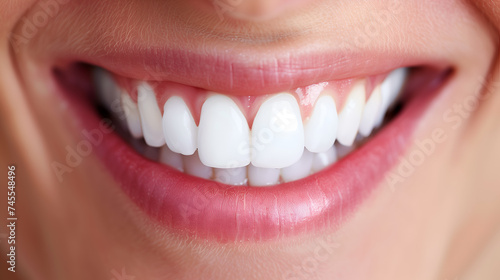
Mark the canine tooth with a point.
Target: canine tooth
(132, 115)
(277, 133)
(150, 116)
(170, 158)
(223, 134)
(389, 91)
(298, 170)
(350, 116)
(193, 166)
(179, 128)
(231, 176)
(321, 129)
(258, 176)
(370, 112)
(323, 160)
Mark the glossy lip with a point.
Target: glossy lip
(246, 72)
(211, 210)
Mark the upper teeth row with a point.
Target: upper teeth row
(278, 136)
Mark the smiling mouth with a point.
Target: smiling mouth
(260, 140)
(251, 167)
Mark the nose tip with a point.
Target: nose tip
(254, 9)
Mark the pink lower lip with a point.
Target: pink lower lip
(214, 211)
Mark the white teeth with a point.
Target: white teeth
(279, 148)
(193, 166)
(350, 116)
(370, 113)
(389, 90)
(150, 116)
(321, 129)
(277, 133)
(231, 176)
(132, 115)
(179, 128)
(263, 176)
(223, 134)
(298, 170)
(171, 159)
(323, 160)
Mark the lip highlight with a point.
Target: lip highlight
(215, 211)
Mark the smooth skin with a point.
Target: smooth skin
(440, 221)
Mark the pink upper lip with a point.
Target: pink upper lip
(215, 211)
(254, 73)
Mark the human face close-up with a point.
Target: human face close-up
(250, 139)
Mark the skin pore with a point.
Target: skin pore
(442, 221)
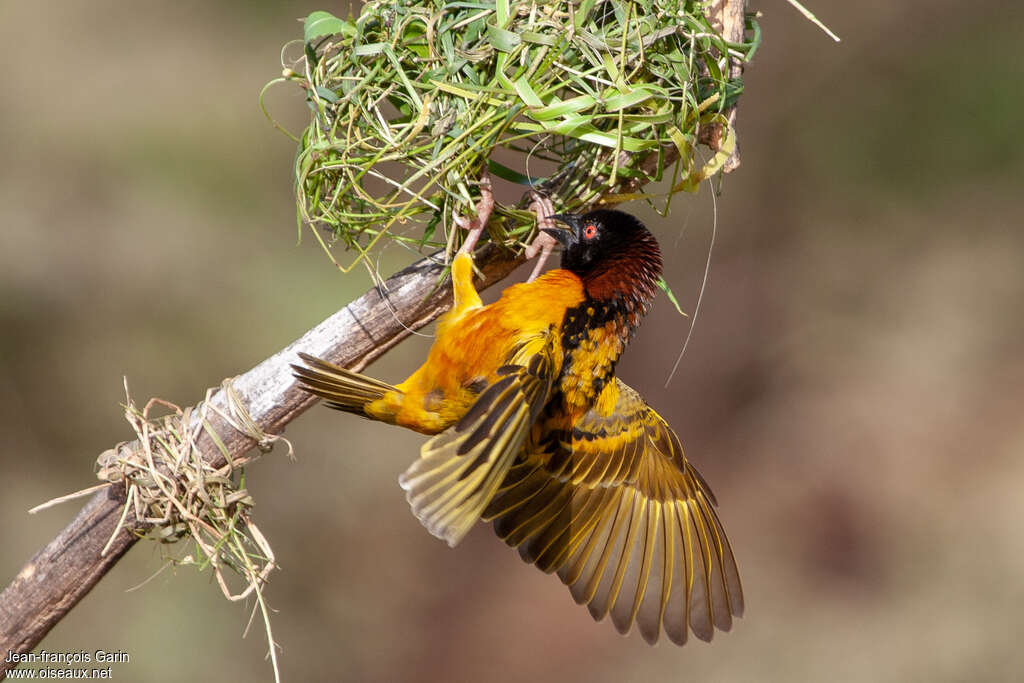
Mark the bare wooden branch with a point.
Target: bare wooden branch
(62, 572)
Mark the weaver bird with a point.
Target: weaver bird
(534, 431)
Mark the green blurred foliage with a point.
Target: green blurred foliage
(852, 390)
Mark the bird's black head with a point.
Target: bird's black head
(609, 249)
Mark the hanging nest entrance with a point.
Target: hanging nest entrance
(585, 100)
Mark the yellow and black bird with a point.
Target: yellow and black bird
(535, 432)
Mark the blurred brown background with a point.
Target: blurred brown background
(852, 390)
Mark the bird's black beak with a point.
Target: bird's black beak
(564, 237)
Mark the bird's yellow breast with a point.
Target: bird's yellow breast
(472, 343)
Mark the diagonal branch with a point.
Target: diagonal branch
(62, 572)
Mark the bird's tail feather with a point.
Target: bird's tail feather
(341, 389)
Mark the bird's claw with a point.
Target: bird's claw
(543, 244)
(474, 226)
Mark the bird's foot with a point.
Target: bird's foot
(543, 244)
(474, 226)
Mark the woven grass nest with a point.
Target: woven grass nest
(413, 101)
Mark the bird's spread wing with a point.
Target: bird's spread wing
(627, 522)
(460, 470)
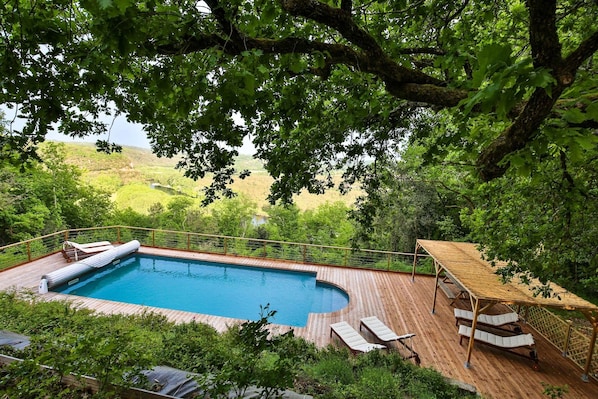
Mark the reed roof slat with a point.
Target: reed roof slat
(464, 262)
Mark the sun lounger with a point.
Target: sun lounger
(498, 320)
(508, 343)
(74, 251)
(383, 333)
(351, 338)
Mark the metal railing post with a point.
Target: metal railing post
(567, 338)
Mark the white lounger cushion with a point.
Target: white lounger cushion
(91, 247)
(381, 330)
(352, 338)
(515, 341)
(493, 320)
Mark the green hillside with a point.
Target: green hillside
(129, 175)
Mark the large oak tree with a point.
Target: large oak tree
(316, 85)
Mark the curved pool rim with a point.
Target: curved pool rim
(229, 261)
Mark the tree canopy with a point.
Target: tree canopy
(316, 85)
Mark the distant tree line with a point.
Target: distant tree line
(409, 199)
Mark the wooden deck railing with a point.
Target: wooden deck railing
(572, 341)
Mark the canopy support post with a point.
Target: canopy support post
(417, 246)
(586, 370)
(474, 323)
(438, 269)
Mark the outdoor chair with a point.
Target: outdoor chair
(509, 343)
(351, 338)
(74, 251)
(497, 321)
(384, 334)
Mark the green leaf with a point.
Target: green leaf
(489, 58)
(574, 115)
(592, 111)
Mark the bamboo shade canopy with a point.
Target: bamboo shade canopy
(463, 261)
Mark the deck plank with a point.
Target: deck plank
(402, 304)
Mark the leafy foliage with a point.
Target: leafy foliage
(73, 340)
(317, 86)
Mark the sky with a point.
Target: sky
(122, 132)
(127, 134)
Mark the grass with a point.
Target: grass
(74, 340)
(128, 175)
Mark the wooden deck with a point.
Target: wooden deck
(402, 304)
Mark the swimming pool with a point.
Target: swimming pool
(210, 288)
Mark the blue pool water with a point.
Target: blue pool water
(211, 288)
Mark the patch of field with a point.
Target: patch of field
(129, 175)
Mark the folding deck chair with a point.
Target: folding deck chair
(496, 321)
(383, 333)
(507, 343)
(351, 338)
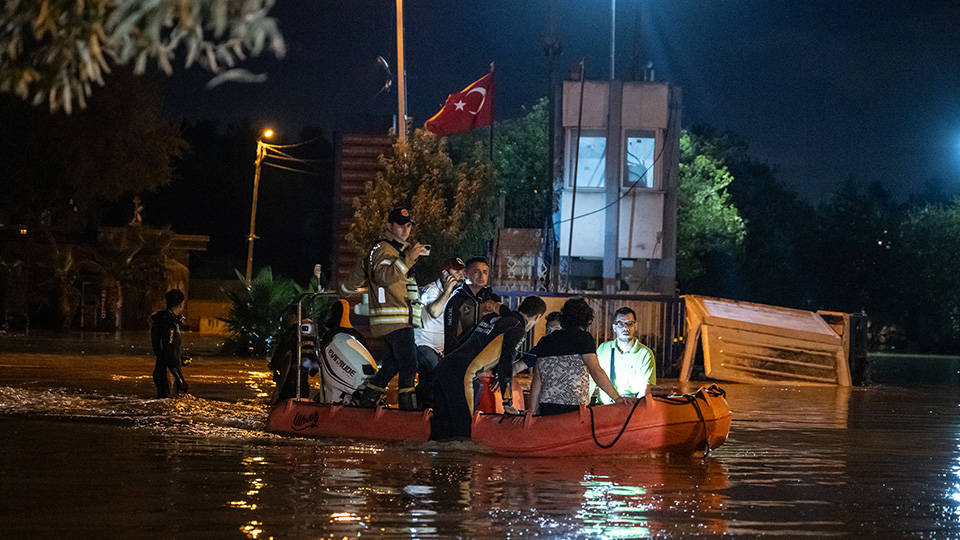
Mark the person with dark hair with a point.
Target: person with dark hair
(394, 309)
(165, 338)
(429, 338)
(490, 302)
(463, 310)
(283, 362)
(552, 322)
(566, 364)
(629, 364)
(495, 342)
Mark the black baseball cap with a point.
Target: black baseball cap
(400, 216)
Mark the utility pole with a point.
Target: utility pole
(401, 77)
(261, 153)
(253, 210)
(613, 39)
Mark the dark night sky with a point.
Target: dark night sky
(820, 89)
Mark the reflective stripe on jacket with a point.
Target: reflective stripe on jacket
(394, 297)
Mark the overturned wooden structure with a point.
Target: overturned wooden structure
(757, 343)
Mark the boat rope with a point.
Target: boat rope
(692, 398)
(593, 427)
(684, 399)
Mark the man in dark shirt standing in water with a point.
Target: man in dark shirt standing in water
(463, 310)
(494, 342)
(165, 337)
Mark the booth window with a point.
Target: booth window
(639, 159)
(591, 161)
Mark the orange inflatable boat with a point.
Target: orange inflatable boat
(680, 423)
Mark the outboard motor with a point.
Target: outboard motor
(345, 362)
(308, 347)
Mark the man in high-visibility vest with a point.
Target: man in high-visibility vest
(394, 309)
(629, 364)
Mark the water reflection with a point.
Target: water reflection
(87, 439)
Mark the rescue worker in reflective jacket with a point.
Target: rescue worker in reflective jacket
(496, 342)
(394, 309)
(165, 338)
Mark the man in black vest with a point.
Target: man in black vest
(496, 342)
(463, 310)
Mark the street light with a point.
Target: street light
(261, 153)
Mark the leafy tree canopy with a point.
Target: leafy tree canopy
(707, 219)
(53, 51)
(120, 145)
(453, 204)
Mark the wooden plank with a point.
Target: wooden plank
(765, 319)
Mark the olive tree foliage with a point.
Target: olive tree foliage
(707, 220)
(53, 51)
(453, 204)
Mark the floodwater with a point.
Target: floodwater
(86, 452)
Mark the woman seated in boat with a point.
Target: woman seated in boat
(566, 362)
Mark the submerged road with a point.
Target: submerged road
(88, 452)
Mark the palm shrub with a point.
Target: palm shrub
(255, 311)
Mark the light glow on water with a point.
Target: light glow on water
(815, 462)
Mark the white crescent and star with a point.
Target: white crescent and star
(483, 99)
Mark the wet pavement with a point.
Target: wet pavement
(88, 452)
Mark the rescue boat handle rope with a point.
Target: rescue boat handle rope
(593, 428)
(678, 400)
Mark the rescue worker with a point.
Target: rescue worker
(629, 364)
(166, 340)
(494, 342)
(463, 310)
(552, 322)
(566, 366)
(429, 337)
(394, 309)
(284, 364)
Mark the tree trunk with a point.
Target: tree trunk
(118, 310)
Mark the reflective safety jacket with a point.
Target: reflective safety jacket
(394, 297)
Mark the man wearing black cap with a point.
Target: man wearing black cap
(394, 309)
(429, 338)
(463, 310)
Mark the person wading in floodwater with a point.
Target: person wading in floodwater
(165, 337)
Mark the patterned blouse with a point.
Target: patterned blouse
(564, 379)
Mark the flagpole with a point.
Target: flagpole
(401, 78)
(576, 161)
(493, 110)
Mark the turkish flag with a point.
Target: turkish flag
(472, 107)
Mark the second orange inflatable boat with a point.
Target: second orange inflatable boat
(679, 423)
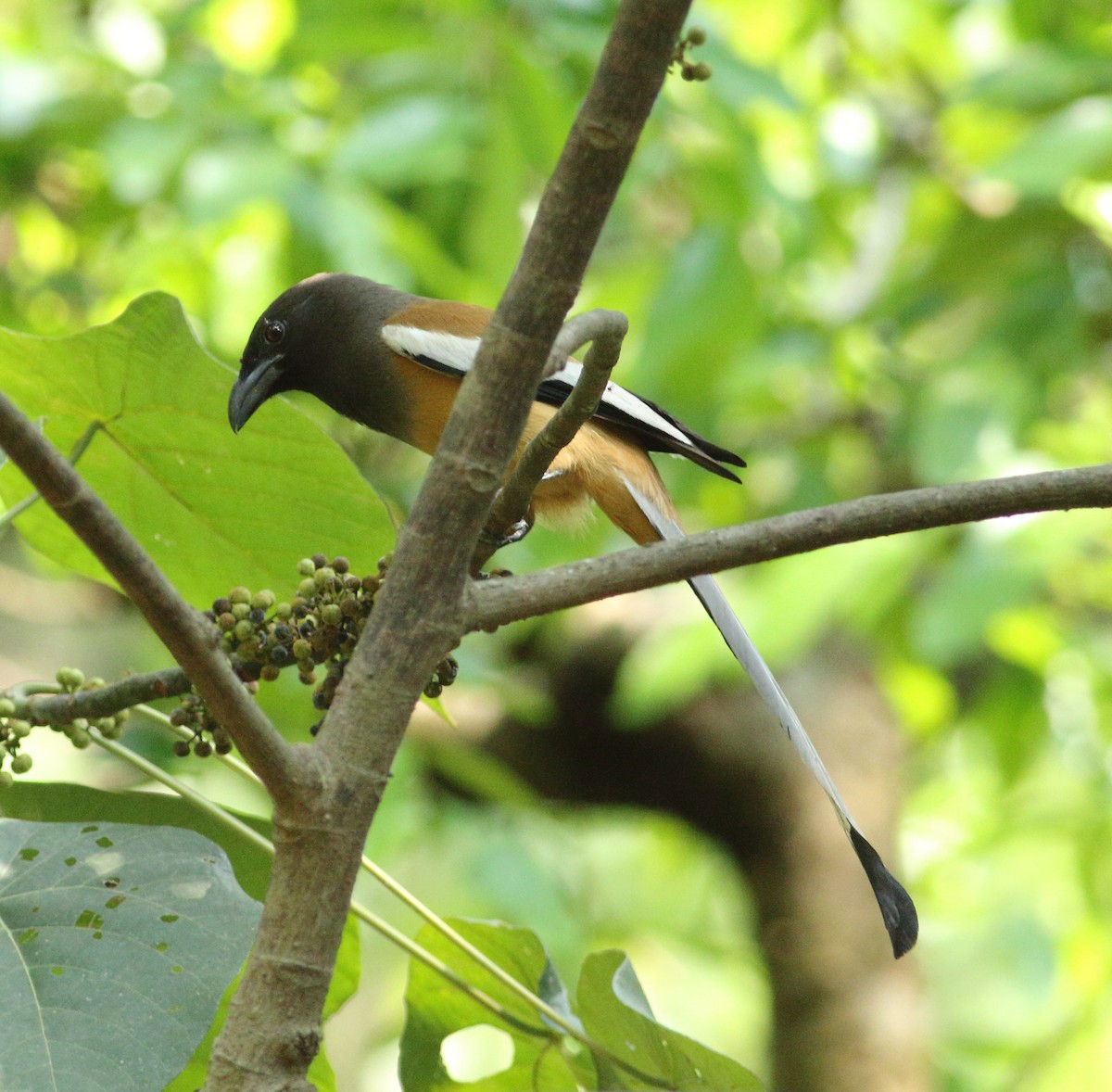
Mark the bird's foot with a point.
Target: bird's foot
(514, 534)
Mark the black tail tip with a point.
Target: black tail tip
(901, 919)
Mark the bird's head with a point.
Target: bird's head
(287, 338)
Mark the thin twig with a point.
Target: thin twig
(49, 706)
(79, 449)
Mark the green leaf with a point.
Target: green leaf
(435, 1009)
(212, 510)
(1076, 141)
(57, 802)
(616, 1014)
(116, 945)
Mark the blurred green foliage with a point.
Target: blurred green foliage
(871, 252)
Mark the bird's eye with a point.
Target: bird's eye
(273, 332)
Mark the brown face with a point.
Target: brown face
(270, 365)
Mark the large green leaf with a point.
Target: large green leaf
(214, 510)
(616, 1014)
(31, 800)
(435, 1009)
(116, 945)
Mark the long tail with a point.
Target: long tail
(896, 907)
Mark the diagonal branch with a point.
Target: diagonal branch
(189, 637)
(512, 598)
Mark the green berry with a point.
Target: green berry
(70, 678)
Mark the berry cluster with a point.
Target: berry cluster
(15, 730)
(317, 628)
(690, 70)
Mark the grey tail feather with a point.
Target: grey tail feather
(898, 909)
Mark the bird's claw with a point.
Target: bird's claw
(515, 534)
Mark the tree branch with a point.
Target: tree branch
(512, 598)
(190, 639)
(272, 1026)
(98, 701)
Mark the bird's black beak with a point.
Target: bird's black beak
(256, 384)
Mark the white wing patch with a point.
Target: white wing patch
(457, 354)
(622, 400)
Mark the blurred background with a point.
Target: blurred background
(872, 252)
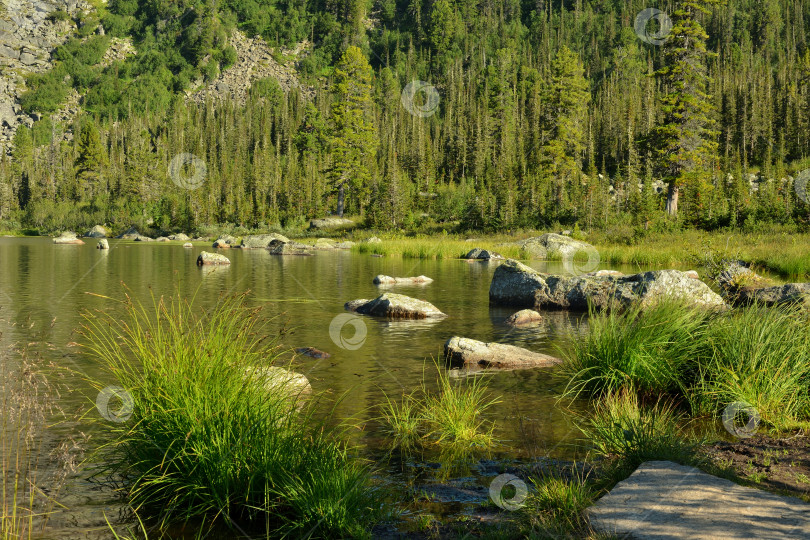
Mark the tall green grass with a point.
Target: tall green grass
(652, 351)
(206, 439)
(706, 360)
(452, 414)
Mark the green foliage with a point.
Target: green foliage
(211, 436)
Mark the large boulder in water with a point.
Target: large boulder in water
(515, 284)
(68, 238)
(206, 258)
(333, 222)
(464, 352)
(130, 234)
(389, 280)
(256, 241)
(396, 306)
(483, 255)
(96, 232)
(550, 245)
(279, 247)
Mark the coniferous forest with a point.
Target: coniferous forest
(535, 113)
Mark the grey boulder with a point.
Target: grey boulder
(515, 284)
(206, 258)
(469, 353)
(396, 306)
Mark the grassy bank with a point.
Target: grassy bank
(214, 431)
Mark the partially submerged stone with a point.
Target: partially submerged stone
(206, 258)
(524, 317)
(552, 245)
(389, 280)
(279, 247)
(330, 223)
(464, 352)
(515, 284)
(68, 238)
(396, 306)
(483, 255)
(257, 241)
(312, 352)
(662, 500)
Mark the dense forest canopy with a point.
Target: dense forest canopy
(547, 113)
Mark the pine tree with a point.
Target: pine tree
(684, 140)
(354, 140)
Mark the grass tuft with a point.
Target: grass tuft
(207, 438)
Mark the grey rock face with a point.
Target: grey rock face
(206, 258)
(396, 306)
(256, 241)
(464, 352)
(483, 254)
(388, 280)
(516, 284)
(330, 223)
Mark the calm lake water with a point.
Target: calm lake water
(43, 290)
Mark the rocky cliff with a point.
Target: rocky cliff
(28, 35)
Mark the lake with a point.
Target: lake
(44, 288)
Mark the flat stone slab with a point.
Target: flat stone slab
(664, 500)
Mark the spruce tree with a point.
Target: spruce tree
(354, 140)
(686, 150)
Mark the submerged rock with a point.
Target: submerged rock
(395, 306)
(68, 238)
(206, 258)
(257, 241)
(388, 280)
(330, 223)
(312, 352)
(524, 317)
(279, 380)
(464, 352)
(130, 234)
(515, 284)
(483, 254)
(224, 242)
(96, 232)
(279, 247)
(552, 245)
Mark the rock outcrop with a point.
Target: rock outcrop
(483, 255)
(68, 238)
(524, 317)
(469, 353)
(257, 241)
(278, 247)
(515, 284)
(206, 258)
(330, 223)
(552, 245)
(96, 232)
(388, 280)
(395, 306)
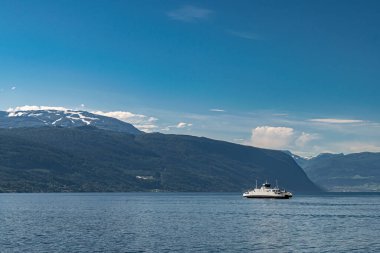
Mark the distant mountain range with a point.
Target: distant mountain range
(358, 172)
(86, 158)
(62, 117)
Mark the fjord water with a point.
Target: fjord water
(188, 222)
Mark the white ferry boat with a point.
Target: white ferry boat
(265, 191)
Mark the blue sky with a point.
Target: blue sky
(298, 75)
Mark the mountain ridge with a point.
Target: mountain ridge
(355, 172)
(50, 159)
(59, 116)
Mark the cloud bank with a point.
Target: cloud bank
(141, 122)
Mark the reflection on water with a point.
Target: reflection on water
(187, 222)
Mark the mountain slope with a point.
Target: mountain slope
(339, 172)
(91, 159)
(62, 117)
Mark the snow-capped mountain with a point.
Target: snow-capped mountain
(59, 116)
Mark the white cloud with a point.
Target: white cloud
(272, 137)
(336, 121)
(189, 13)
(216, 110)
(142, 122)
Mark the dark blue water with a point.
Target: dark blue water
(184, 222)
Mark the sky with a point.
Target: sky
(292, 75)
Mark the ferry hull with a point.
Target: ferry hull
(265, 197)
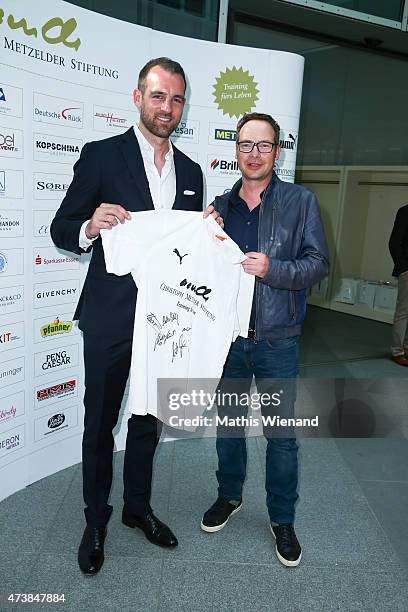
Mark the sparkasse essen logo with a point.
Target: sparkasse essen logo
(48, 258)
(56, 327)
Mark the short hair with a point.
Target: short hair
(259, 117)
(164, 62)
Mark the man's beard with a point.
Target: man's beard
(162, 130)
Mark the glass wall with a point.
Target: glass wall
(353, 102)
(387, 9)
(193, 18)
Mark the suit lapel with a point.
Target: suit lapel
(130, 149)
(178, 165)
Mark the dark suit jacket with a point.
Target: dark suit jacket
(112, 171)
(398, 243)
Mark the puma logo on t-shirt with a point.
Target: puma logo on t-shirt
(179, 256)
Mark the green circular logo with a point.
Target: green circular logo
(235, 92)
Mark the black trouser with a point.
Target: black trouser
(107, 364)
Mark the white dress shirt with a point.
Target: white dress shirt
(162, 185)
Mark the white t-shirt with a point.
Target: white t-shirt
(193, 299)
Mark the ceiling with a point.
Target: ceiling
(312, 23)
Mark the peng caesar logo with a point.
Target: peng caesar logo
____________
Over the whole listing above, how many lines contain the string "peng"? The answer is that number alone.

2